━━━ EXERCISE DATA
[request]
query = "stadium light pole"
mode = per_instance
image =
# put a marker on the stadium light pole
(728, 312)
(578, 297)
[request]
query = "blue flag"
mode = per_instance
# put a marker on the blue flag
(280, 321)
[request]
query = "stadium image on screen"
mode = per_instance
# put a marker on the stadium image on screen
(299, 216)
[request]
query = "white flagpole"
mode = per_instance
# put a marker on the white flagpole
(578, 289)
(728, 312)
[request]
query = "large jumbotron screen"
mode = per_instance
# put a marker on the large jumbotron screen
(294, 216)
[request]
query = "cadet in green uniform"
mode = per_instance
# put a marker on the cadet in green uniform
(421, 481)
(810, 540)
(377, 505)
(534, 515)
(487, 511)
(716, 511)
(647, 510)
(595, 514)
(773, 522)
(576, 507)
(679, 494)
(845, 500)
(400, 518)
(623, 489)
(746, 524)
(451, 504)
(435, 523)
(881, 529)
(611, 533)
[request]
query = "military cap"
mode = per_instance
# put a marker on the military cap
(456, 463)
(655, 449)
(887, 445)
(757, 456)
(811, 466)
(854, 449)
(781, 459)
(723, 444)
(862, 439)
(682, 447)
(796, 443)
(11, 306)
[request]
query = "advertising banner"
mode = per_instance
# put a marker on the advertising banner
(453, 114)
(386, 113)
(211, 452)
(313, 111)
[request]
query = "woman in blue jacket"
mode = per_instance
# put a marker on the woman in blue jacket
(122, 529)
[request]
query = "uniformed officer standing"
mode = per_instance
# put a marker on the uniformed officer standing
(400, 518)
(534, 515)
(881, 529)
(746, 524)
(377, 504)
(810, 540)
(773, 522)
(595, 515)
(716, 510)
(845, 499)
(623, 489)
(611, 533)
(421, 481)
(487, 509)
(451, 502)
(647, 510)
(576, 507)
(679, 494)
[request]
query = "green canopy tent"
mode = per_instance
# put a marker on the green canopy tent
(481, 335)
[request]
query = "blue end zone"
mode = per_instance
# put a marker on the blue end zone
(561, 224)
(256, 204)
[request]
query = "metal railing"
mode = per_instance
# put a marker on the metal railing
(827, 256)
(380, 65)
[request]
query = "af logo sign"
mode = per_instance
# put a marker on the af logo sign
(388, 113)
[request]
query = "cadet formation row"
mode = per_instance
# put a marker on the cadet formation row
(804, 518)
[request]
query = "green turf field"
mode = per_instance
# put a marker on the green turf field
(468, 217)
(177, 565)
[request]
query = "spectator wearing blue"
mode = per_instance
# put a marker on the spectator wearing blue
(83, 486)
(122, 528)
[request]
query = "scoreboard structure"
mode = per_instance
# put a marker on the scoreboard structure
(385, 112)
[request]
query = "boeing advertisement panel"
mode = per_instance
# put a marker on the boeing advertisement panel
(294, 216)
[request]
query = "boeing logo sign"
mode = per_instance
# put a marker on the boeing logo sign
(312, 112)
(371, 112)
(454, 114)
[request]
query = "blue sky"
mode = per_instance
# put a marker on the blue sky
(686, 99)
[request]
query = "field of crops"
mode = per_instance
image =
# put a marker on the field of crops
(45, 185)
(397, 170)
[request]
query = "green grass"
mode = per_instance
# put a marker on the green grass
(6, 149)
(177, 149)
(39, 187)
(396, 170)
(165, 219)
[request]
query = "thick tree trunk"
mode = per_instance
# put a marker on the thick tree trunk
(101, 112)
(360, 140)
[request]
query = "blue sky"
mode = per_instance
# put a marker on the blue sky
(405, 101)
━━━━━━
━━━ EXERCISE DATA
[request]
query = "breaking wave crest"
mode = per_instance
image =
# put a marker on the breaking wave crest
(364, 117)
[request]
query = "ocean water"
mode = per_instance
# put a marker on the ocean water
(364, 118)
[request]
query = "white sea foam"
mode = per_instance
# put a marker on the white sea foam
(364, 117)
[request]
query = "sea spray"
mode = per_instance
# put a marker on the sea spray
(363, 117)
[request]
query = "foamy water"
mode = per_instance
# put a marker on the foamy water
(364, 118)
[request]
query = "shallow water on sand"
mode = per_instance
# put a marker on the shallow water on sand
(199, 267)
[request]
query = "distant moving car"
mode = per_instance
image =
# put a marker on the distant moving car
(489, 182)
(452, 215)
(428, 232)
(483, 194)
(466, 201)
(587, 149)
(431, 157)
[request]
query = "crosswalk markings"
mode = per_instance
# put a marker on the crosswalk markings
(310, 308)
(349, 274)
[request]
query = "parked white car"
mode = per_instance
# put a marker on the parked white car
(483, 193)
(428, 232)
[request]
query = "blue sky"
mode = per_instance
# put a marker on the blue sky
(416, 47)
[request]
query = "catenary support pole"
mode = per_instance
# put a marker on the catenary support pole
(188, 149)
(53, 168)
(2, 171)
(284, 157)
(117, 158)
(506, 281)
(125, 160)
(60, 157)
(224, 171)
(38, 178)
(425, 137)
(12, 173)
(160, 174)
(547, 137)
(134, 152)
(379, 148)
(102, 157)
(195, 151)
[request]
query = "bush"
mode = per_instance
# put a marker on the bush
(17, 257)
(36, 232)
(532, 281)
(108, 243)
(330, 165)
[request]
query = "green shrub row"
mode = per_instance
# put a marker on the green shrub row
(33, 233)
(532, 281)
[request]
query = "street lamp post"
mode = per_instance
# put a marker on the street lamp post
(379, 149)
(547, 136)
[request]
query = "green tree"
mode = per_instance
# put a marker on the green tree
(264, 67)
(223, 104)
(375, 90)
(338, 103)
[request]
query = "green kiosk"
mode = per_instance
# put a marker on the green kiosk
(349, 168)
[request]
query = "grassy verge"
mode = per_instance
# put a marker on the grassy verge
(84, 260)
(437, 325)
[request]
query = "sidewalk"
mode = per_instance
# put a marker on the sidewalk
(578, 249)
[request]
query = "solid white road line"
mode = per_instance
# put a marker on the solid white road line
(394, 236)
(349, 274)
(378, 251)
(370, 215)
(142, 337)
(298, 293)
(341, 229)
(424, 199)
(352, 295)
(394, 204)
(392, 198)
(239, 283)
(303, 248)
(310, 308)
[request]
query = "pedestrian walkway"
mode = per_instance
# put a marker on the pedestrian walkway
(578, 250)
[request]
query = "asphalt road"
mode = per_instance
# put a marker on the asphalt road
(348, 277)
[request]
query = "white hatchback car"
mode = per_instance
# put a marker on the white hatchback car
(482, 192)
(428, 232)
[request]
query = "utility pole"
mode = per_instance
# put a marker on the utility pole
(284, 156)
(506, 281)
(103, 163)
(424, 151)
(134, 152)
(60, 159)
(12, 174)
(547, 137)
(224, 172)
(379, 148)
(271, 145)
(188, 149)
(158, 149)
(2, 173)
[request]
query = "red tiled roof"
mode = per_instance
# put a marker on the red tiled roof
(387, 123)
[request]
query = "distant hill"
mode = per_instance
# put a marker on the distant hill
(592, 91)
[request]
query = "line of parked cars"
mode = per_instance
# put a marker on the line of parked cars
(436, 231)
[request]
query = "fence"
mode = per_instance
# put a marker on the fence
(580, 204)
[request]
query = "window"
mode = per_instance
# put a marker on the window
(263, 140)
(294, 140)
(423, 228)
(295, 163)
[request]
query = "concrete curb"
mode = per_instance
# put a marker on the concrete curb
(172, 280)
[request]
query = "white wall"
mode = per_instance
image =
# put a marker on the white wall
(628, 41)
━━━━━━
━━━ EXERCISE DATA
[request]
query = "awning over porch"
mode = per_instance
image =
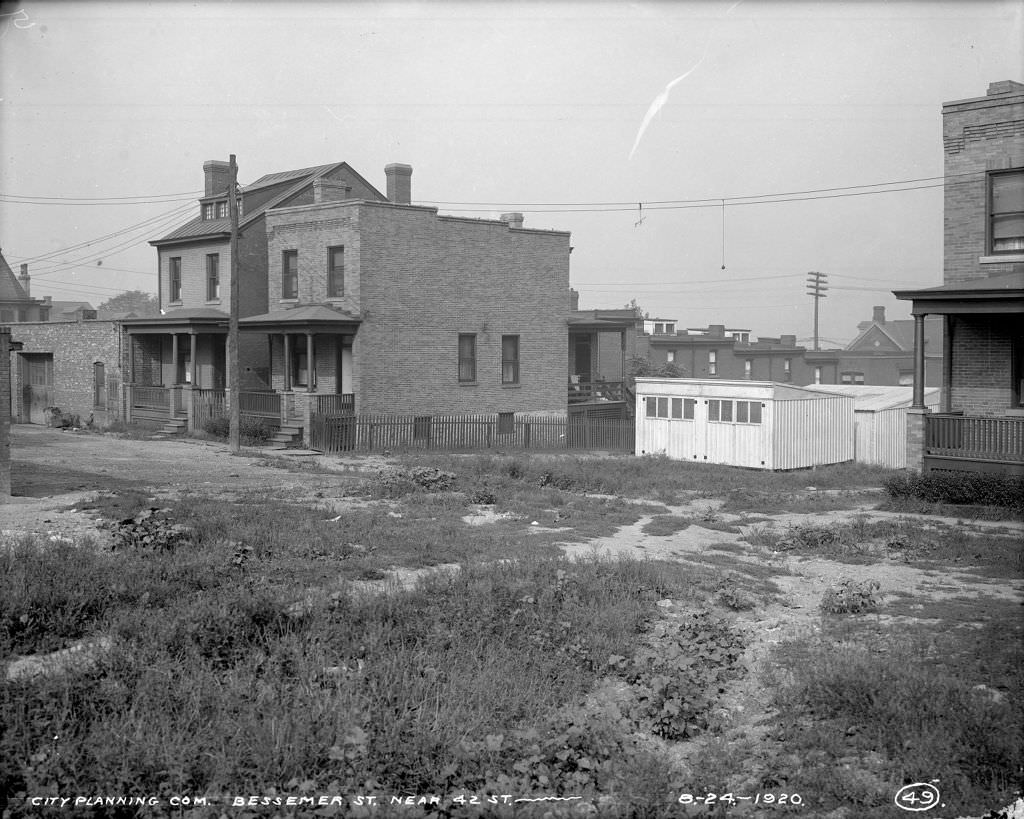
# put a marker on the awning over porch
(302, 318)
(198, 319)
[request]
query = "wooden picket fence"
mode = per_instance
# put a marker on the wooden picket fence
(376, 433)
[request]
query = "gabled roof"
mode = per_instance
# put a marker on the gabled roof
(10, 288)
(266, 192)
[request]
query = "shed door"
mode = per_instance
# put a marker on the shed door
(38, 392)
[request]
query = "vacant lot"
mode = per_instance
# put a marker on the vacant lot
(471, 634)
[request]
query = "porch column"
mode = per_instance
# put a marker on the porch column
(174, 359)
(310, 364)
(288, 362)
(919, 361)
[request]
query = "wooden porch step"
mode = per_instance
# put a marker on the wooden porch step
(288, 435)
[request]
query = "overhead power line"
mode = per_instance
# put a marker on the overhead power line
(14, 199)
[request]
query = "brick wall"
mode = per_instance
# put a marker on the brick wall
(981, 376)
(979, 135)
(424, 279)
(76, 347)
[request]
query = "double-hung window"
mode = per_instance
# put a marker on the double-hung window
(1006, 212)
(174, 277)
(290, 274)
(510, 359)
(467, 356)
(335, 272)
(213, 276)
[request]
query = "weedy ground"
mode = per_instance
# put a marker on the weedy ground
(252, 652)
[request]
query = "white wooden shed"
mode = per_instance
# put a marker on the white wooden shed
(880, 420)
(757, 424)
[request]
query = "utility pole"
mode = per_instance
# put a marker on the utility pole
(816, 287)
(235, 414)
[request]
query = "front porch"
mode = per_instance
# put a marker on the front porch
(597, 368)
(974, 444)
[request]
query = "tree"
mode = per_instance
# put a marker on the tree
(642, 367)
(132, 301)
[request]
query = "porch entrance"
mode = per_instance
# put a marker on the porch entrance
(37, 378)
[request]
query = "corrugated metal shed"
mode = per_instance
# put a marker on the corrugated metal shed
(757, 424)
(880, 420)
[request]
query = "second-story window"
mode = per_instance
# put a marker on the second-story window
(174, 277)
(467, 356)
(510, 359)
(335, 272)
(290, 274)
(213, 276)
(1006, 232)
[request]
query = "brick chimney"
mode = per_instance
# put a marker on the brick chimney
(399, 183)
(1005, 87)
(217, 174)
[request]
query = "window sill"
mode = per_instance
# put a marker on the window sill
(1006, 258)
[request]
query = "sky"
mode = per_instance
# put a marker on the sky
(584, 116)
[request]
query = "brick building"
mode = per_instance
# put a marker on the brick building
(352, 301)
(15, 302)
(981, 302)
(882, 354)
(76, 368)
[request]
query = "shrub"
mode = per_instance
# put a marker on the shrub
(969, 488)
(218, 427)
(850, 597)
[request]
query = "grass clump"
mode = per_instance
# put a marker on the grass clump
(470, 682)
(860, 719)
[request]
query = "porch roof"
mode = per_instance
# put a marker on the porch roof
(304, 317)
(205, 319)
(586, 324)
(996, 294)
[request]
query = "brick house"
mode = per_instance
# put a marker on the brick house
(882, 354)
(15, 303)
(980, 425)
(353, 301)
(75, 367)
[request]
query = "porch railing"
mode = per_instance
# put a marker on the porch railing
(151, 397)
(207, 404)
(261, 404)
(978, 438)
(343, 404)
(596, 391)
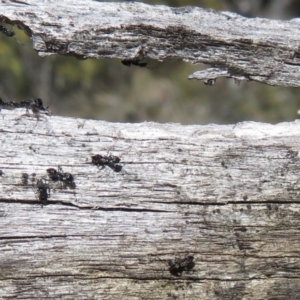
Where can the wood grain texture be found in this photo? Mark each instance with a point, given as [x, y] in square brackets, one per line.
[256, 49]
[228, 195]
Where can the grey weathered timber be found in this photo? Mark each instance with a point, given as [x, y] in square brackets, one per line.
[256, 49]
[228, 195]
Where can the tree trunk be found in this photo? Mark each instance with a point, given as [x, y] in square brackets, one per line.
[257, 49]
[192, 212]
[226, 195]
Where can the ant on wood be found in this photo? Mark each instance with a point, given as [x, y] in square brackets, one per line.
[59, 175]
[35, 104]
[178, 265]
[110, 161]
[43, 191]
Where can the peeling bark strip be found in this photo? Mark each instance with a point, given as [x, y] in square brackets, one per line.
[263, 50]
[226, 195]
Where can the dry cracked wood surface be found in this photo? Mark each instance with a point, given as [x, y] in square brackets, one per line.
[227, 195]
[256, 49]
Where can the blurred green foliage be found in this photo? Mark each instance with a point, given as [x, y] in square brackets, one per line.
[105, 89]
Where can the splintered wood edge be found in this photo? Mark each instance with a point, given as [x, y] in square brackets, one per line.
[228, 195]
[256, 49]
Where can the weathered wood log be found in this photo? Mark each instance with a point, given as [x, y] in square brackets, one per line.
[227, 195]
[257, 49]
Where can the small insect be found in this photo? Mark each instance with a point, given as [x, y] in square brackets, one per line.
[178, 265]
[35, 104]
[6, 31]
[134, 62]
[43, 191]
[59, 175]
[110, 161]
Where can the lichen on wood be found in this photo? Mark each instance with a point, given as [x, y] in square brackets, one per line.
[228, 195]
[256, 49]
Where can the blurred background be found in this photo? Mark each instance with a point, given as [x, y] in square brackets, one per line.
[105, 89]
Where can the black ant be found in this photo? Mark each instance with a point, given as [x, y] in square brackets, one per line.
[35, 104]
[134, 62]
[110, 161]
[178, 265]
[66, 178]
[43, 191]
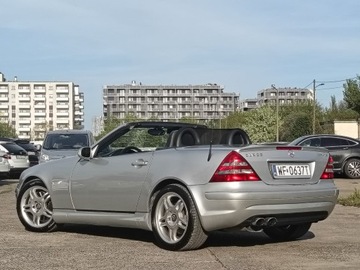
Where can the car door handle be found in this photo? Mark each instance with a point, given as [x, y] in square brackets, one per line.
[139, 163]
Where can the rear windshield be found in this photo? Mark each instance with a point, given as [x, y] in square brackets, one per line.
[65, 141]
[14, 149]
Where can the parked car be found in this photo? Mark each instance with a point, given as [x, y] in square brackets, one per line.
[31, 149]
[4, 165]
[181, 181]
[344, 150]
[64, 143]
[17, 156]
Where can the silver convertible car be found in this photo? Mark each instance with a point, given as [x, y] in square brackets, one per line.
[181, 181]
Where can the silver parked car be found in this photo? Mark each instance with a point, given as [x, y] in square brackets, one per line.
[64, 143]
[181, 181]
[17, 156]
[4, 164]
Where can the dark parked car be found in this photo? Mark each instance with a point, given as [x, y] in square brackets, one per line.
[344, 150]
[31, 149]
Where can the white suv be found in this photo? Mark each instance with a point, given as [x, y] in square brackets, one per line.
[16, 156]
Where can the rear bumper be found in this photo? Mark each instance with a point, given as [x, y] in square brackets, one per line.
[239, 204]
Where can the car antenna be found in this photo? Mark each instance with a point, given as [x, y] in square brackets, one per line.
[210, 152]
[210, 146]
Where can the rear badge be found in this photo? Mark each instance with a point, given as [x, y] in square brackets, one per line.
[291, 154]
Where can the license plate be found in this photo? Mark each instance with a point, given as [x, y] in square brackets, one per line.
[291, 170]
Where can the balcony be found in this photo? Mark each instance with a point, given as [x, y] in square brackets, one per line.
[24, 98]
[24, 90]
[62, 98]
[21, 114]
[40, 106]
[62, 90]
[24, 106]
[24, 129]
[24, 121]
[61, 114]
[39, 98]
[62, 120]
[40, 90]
━━━━━━
• PROBLEM
Find every line in the data above that contains the string "column" and copy each of those lines. Treat uppercase and lowercase as different.

• THE SOLUTION
query = "porch column"
# put a marker on the porch column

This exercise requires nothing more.